The request
Send back all the data below, exactly as given.

** start Data for the task **

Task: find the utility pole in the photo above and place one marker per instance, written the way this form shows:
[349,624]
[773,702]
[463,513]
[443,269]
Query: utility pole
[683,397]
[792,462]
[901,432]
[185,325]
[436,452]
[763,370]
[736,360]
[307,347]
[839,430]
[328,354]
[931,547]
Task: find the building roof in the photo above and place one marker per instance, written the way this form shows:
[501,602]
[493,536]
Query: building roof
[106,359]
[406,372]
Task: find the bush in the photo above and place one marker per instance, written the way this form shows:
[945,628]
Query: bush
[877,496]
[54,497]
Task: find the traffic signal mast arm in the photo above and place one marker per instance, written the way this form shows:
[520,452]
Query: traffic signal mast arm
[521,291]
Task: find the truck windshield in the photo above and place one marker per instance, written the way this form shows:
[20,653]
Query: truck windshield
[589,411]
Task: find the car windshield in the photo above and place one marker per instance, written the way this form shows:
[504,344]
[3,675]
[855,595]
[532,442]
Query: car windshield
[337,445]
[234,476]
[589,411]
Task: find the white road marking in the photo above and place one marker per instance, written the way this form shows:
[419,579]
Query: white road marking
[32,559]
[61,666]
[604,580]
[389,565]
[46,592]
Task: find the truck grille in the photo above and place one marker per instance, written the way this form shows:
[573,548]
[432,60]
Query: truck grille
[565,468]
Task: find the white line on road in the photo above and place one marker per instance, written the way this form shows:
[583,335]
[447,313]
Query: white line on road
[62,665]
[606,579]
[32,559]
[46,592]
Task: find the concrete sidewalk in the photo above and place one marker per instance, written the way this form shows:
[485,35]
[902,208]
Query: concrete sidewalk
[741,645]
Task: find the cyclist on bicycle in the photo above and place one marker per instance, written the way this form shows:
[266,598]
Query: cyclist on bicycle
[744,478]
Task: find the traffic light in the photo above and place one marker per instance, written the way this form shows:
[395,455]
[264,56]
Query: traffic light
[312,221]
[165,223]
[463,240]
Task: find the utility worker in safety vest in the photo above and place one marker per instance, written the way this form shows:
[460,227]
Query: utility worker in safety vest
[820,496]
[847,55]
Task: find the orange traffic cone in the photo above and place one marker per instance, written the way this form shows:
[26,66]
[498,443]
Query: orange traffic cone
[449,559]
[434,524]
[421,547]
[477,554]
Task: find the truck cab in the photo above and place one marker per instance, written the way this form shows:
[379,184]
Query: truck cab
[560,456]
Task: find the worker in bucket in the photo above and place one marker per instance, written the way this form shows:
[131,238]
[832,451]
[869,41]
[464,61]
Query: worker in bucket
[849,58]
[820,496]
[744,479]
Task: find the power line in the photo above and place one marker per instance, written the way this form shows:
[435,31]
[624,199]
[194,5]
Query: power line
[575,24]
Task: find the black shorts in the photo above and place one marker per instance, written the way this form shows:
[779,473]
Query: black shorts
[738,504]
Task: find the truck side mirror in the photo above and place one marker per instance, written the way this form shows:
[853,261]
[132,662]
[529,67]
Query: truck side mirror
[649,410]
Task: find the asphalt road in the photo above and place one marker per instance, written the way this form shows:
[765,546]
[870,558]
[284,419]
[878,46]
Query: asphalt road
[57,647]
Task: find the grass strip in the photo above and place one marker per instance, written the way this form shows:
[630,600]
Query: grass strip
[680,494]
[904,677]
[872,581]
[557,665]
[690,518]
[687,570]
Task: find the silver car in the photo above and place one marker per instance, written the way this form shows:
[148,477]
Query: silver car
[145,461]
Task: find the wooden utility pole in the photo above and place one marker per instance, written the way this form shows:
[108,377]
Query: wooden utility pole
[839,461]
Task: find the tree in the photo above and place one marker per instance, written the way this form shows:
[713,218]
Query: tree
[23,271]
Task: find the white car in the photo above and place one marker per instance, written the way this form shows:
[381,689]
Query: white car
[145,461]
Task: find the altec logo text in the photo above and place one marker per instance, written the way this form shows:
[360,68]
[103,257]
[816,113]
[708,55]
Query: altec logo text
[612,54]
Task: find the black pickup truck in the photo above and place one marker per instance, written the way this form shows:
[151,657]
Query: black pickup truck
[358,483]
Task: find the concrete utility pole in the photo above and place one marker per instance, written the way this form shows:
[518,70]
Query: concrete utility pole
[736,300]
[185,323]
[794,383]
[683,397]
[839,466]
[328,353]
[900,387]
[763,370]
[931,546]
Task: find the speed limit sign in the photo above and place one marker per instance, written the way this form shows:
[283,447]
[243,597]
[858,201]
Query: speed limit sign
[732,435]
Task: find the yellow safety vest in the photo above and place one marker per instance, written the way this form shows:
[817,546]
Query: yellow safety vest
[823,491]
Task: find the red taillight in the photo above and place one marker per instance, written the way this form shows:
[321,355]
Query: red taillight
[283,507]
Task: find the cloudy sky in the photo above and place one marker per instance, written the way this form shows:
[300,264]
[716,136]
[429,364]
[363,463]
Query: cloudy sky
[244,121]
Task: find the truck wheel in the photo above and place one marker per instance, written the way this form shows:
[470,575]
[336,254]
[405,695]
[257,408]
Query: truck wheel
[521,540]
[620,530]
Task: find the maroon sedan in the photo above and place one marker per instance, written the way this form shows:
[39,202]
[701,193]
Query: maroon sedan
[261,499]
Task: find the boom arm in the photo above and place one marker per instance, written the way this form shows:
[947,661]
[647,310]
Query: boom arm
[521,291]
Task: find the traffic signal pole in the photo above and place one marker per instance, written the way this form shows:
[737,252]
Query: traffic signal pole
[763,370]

** end Data for the task **

Reply
Task: find the utility pole in the photo above and place one marker per instance, written the way this form shows:
[349,624]
[773,702]
[463,513]
[443,269]
Query: utility pole
[683,397]
[792,462]
[901,432]
[185,325]
[436,452]
[763,370]
[736,360]
[307,347]
[839,430]
[328,354]
[931,547]
Task: find the building roof in the photo above and place one marker per instance, written the way this form shows:
[501,602]
[493,536]
Query: building roof
[106,359]
[406,372]
Task: find the bush in the photo above and place one marker per instance, written the way this form shows:
[945,628]
Query: bush
[877,496]
[54,497]
Task: find the traffic signal mast arm in the photo above and place one marker per instance, written the way this form shows:
[520,452]
Query: traffic signal mast arm
[521,291]
Task: find the truck windshield in the photo above and place one marker per instance, written the way this form shows:
[20,653]
Query: truck windshield
[589,411]
Task: find the car windshield in the photo above and place one marker per instance, written the way this form shows:
[504,344]
[3,675]
[855,595]
[532,442]
Query: car windshield
[337,445]
[234,476]
[589,411]
Task: find the white road marking in the photo above and place one marker per instance, written the way this form shows:
[419,579]
Query: white road marking
[32,559]
[61,666]
[604,580]
[389,565]
[46,592]
Task: find the truck grille in the photo above and place one marker per instance, written the way this form shows:
[573,548]
[432,60]
Query: truck grille
[565,468]
Task: find the white line on road in the photo above and place one marker per instance, written the way this form shows:
[583,335]
[447,313]
Query: white line on road
[62,665]
[606,579]
[32,559]
[46,592]
Task: find the concrete sidewalk in the photo above and place one marker per instance, written the way this form shows:
[485,35]
[902,208]
Query: concrete sidewalk
[741,645]
Task: find the cyclist on bicycle in the photo above and place one marker per instance, written the way this form shows:
[266,598]
Query: cyclist on bicycle
[744,478]
Task: find the traffic light in the photo above and place one marker per instance, written the way this form shows:
[395,455]
[264,56]
Query: traffic light
[312,221]
[165,223]
[463,240]
Task: find the utility worker in safety vest in the photo above and place one marker per instance, written the way this form shows:
[460,227]
Query: utility worker in safety vest
[820,496]
[847,55]
Task: find the orange traffic cone in the photo above and place one marker per instance, written the way this form shows:
[26,66]
[498,443]
Query: orange traffic cone
[449,559]
[434,524]
[421,547]
[477,554]
Task: find the truck cab in the photo above and place one marker per instance, written the way this form shows:
[379,184]
Query: truck cab
[560,456]
Task: find the worker in bucket in the photo above and place one marker per instance, written the way this form shows:
[131,238]
[832,451]
[869,41]
[464,61]
Query: worker in bucket
[849,58]
[820,496]
[744,479]
Task: find the power line in the photo above and place one marker per instance, written the way this form shows:
[435,31]
[624,199]
[194,5]
Query: power line
[575,24]
Task: find the black shorts in the photo above and place one marker per instance, written the way this form shows:
[779,473]
Query: black shorts
[738,504]
Task: find the truck side mirror in the photo above and place one marker per instance, written the way this form shows:
[853,261]
[132,662]
[529,67]
Query: truck side mirror
[649,410]
Task: find the asphalt road in the photo above and place one marker per instance, written the way this form shows:
[765,546]
[870,558]
[284,419]
[878,46]
Query: asphalt road
[57,647]
Task: find the grass strip in the photo above and place one marker per instance, written the way this form shows:
[630,600]
Query: grass strip
[680,494]
[904,677]
[872,581]
[557,665]
[690,518]
[687,570]
Task: find the silver car in the photo above and place one marker per instance, written the way this form shows:
[148,477]
Query: silver car
[145,461]
Task: find the wooden utility pole in the photo above and place one marker per instance, written the way this form shows:
[108,377]
Query: wooden utility pole
[839,461]
Task: find the tree in the photo above and place one marker per instance, written the way this form shows:
[713,218]
Query: tree
[23,271]
Task: find the white car in the photo above and place one marker per instance, written the way this form shows:
[381,689]
Query: white car
[145,461]
Task: find the altec logo text in the photo above and place one marker per instance, written the way this form shows:
[360,68]
[103,257]
[816,113]
[708,55]
Query: altec logo text
[612,54]
Task: find the black pickup truck in the photo above and place one marker per instance, written the way this form shows:
[151,657]
Query: black pickup truck
[358,483]
Task: find the concrete utility pole in the photo above and place one marker per instance, written the way this form shows:
[518,70]
Query: concrete utility pole
[736,300]
[185,323]
[794,383]
[683,397]
[839,466]
[328,353]
[900,387]
[763,370]
[931,546]
Task: find the speed limit sign in the photo above and place one marker per instance, written the way this form shows:
[283,447]
[243,597]
[858,201]
Query: speed limit sign
[732,435]
Task: find the yellow safety vest in the photo above and place one marker per instance, written the way this form shows:
[817,546]
Query: yellow safety vest
[823,491]
Task: find the red taillight in the photo above and place one marker per instance, written the way this form shows:
[321,355]
Query: red taillight
[283,507]
Task: find the cloudy sky in the photo above and place one marker per instance, written the way this form shows:
[300,264]
[716,136]
[429,364]
[363,463]
Query: cloudy sky
[244,121]
Task: find the truck wheel in the photo above and place one marker per instance, written the way this form shows:
[470,575]
[336,254]
[405,695]
[257,408]
Query: truck wheel
[521,540]
[620,530]
Task: find the maroon sedan in the photo above and place one marker per instance, written the way this form shows:
[39,202]
[701,193]
Query: maroon sedan
[261,499]
Task: find the boom arm in the photo above and place one marker per instance, written the way this form shows:
[947,661]
[647,310]
Query: boom arm
[521,291]
Task: find the traffic signal pole in the photo above and place one marker per instance, written the way this form shows:
[737,252]
Query: traffic signal pole
[763,370]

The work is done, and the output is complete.